OBJECTIVE >> Reproduce exactly, with no other output, every line of the data below from the line containing "Annotate each instance of the boy's light" to the end, inclusive.

Position annotation records:
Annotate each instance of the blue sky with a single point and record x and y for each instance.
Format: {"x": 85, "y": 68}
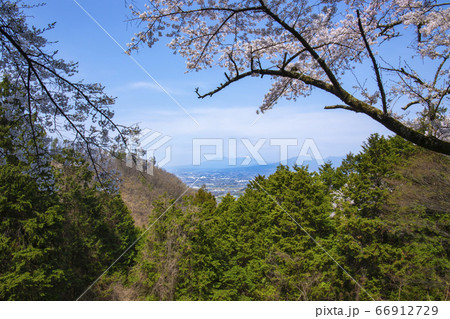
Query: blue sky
{"x": 229, "y": 114}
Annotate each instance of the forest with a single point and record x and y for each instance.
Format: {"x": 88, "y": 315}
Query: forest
{"x": 77, "y": 223}
{"x": 383, "y": 215}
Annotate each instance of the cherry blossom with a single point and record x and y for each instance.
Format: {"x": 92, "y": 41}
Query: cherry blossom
{"x": 303, "y": 45}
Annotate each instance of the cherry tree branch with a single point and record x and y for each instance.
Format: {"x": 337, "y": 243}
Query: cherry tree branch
{"x": 374, "y": 63}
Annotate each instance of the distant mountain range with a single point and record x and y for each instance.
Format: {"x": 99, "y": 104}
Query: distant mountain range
{"x": 221, "y": 178}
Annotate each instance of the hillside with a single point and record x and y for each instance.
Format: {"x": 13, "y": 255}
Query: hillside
{"x": 140, "y": 190}
{"x": 382, "y": 215}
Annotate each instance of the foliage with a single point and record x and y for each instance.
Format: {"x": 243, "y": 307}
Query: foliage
{"x": 59, "y": 229}
{"x": 50, "y": 99}
{"x": 325, "y": 45}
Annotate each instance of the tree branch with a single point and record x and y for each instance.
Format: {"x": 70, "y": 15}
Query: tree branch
{"x": 374, "y": 63}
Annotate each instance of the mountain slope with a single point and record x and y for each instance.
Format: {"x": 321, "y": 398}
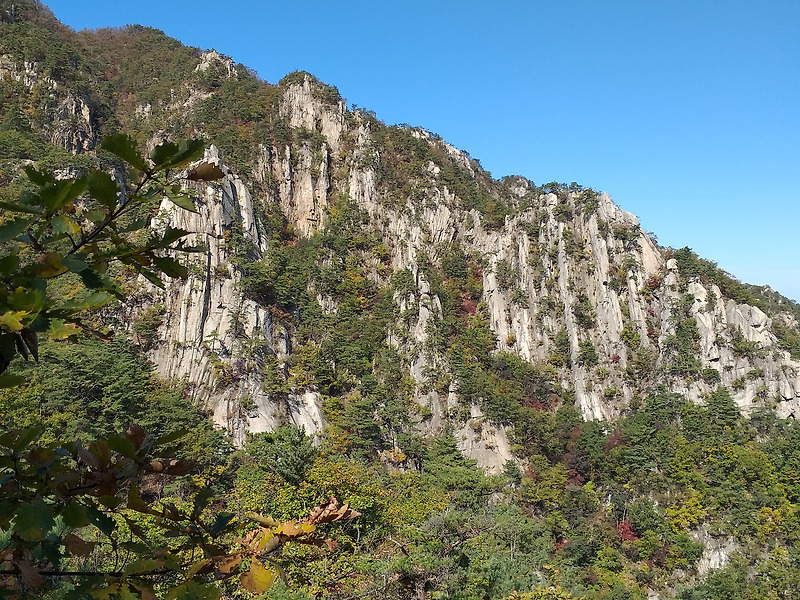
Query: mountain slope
{"x": 403, "y": 236}
{"x": 374, "y": 284}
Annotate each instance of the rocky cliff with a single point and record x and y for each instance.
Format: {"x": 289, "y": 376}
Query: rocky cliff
{"x": 567, "y": 280}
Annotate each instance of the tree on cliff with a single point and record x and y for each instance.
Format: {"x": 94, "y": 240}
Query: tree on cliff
{"x": 75, "y": 518}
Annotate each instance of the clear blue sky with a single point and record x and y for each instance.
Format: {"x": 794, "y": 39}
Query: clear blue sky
{"x": 685, "y": 112}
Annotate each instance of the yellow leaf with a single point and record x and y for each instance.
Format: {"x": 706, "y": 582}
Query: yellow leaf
{"x": 12, "y": 320}
{"x": 229, "y": 564}
{"x": 258, "y": 578}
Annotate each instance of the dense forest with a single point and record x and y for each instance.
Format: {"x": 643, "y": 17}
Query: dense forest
{"x": 116, "y": 483}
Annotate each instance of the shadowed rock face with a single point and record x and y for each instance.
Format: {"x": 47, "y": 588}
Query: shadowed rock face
{"x": 576, "y": 261}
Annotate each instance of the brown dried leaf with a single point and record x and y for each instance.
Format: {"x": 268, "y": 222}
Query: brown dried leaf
{"x": 30, "y": 573}
{"x": 77, "y": 546}
{"x": 170, "y": 467}
{"x": 135, "y": 436}
{"x": 205, "y": 172}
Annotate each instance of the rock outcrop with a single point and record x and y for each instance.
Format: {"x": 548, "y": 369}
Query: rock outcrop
{"x": 564, "y": 260}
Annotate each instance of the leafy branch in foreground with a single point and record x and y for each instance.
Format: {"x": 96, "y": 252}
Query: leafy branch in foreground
{"x": 73, "y": 517}
{"x": 81, "y": 226}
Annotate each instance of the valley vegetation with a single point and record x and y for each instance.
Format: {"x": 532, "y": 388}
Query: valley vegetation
{"x": 114, "y": 483}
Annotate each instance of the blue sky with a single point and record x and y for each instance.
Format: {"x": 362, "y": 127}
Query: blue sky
{"x": 685, "y": 112}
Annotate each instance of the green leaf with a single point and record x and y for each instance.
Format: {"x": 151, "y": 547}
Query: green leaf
{"x": 8, "y": 346}
{"x": 75, "y": 262}
{"x": 258, "y": 579}
{"x": 194, "y": 590}
{"x": 162, "y": 154}
{"x": 97, "y": 281}
{"x": 171, "y": 235}
{"x": 120, "y": 444}
{"x": 25, "y": 437}
{"x": 8, "y": 264}
{"x": 7, "y": 381}
{"x": 205, "y": 172}
{"x": 103, "y": 188}
{"x": 60, "y": 331}
{"x": 56, "y": 196}
{"x": 171, "y": 437}
{"x": 188, "y": 151}
{"x": 184, "y": 201}
{"x": 91, "y": 302}
{"x": 144, "y": 565}
{"x": 33, "y": 521}
{"x": 135, "y": 225}
{"x": 11, "y": 229}
{"x": 124, "y": 147}
{"x": 100, "y": 520}
{"x": 170, "y": 267}
{"x": 14, "y": 207}
{"x": 220, "y": 524}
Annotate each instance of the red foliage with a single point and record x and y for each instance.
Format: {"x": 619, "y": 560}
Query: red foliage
{"x": 614, "y": 441}
{"x": 575, "y": 477}
{"x": 468, "y": 306}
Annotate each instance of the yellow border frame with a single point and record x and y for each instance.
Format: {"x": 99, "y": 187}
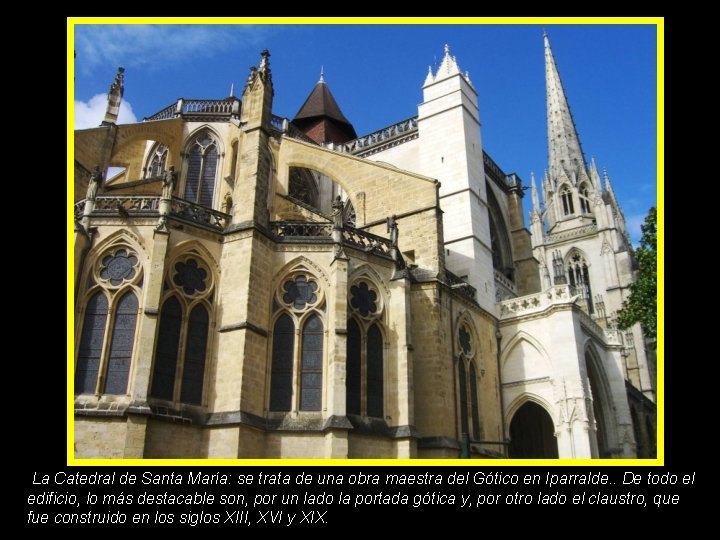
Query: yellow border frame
{"x": 659, "y": 22}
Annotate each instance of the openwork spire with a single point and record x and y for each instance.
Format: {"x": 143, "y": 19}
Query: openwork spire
{"x": 565, "y": 152}
{"x": 117, "y": 88}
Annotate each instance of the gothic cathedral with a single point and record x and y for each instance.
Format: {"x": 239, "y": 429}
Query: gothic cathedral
{"x": 245, "y": 287}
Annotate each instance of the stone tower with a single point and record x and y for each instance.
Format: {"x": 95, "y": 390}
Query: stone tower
{"x": 579, "y": 236}
{"x": 451, "y": 151}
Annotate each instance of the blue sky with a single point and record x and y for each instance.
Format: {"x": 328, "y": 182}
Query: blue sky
{"x": 376, "y": 73}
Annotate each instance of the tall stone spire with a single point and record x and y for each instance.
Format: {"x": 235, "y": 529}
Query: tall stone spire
{"x": 564, "y": 150}
{"x": 536, "y": 199}
{"x": 115, "y": 98}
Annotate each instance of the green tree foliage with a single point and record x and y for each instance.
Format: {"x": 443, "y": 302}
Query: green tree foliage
{"x": 641, "y": 305}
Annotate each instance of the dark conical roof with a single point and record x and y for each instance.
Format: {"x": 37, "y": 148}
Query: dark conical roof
{"x": 321, "y": 102}
{"x": 321, "y": 119}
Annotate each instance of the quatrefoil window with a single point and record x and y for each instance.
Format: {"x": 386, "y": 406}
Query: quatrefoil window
{"x": 300, "y": 292}
{"x": 190, "y": 277}
{"x": 118, "y": 267}
{"x": 363, "y": 299}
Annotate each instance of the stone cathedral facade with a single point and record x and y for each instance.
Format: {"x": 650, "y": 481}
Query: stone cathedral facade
{"x": 252, "y": 286}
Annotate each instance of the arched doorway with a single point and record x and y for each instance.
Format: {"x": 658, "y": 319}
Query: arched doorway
{"x": 532, "y": 433}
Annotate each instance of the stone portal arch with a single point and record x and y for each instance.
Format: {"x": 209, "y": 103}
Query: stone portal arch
{"x": 532, "y": 433}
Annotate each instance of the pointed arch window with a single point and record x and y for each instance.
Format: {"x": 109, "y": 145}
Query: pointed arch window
{"x": 365, "y": 369}
{"x": 374, "y": 372}
{"x": 202, "y": 165}
{"x": 311, "y": 364}
{"x": 297, "y": 301}
{"x": 107, "y": 335}
{"x": 183, "y": 331}
{"x": 584, "y": 195}
{"x": 467, "y": 381}
{"x": 579, "y": 279}
{"x": 462, "y": 384}
{"x": 157, "y": 161}
{"x": 353, "y": 373}
{"x": 567, "y": 201}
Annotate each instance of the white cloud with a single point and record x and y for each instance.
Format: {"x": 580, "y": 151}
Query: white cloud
{"x": 90, "y": 114}
{"x": 153, "y": 45}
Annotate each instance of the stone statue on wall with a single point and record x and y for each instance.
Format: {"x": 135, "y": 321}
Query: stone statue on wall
{"x": 392, "y": 230}
{"x": 169, "y": 183}
{"x": 94, "y": 183}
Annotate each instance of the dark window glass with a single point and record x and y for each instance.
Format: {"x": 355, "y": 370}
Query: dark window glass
{"x": 568, "y": 205}
{"x": 194, "y": 366}
{"x": 167, "y": 350}
{"x": 121, "y": 347}
{"x": 475, "y": 411}
{"x": 91, "y": 342}
{"x": 311, "y": 365}
{"x": 465, "y": 340}
{"x": 192, "y": 181}
{"x": 233, "y": 164}
{"x": 300, "y": 292}
{"x": 282, "y": 360}
{"x": 190, "y": 277}
{"x": 375, "y": 372}
{"x": 363, "y": 299}
{"x": 207, "y": 187}
{"x": 118, "y": 267}
{"x": 463, "y": 396}
{"x": 352, "y": 376}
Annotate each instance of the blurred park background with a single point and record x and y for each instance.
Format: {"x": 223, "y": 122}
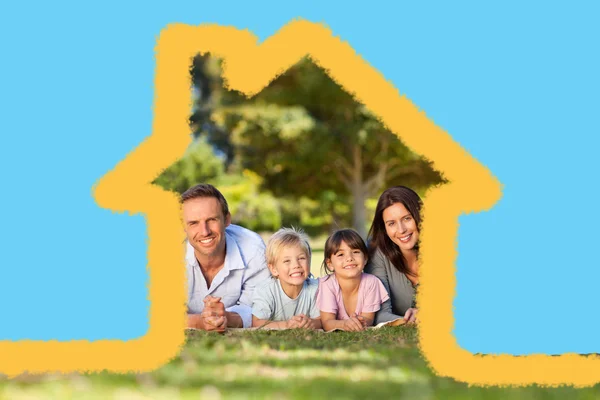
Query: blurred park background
{"x": 302, "y": 152}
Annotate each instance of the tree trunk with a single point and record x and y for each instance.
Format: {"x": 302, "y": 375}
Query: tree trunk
{"x": 359, "y": 193}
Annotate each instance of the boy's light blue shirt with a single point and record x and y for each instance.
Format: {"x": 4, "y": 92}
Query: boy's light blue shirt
{"x": 271, "y": 303}
{"x": 245, "y": 267}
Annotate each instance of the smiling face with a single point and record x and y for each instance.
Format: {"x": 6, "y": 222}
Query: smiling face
{"x": 346, "y": 262}
{"x": 401, "y": 227}
{"x": 291, "y": 266}
{"x": 205, "y": 226}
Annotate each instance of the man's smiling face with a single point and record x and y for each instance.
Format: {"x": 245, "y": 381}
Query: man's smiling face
{"x": 205, "y": 226}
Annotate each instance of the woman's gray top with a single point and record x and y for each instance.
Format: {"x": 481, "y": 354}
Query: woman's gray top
{"x": 401, "y": 290}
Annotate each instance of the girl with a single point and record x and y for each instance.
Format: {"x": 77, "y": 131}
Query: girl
{"x": 394, "y": 246}
{"x": 288, "y": 299}
{"x": 348, "y": 298}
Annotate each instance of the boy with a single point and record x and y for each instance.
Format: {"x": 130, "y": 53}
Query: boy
{"x": 288, "y": 300}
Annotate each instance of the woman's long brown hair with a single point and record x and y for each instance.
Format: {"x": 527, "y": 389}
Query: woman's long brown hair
{"x": 378, "y": 238}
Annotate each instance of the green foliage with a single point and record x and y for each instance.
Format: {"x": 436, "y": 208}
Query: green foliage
{"x": 298, "y": 153}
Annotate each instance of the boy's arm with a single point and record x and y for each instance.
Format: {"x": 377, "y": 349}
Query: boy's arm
{"x": 330, "y": 323}
{"x": 368, "y": 318}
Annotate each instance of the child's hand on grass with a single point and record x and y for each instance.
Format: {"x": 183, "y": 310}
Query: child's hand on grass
{"x": 365, "y": 322}
{"x": 411, "y": 316}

RESULT >>
Annotate each instance of the boy's light blue shirt with a single point and record x and y for each instance.
Format: {"x": 4, "y": 92}
Query: boy's light blue shirt
{"x": 271, "y": 303}
{"x": 245, "y": 267}
Annotate each instance of the smiling face with a single point and record x and y for each instance.
Format: {"x": 6, "y": 222}
Query: smiling face
{"x": 346, "y": 262}
{"x": 401, "y": 227}
{"x": 291, "y": 266}
{"x": 205, "y": 226}
Annotate each instance of the man's smiling face with a single point and record x and y for each instance.
Format: {"x": 245, "y": 381}
Query: man's smiling face
{"x": 205, "y": 226}
Annotate each instance of the woman's gray top with a single point and record x and y for each instance.
Format: {"x": 481, "y": 354}
Query: woman's gray top
{"x": 401, "y": 290}
Annotate each instance of the girl with a single point and record x and y for each instance.
Format: {"x": 77, "y": 131}
Query: girl
{"x": 394, "y": 246}
{"x": 288, "y": 299}
{"x": 348, "y": 298}
Annotate each instance of the boy with a single point and record x and y for each instance.
Format: {"x": 130, "y": 53}
Query: boy
{"x": 288, "y": 300}
Annotate each instance of the woman's long brown hair with a single point and record x and y for each instance.
Format: {"x": 527, "y": 389}
Query: woman's long brown hair
{"x": 378, "y": 238}
Annotate each instance of the green foliage with a single point and record x and y for each instance.
Format: {"x": 436, "y": 208}
Query: green foliage
{"x": 298, "y": 153}
Annotate each instance of the boy's arm with a single point and record x and y for each instance.
Format: {"x": 377, "y": 349}
Query: boy's arm
{"x": 330, "y": 323}
{"x": 368, "y": 318}
Annotate each instance of the child's hand on grass with a single point and record x and y for each instance.
Format: {"x": 183, "y": 310}
Query: child's hand on grass
{"x": 365, "y": 322}
{"x": 411, "y": 316}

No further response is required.